Please reproduce the records below without any change, beginning at the line that contains "[output] one dot per instance, form <point>662,63</point>." and stopping after the line that contains "<point>172,379</point>".
========================================
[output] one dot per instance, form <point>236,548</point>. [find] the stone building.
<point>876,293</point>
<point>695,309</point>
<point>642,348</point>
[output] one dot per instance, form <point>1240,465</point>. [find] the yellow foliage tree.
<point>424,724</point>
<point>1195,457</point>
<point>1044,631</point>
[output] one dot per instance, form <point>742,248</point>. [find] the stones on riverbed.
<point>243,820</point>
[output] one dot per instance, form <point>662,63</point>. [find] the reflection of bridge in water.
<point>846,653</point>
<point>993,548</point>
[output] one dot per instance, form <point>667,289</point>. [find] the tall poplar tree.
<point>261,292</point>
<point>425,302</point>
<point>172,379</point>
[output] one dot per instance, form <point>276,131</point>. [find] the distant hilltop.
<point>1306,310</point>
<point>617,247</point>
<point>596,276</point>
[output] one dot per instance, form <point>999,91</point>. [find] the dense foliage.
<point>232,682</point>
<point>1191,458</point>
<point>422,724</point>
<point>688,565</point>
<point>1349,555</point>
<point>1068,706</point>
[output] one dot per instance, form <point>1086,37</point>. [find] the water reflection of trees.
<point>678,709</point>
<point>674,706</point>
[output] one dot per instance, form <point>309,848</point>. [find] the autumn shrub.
========================================
» Task solution
[output] one dot per instance, form <point>662,63</point>. [find] the reflection of bridge in water.
<point>846,653</point>
<point>993,548</point>
[output] one dot per instance, form <point>667,289</point>. [find] the tall poplar tree.
<point>261,292</point>
<point>425,302</point>
<point>172,379</point>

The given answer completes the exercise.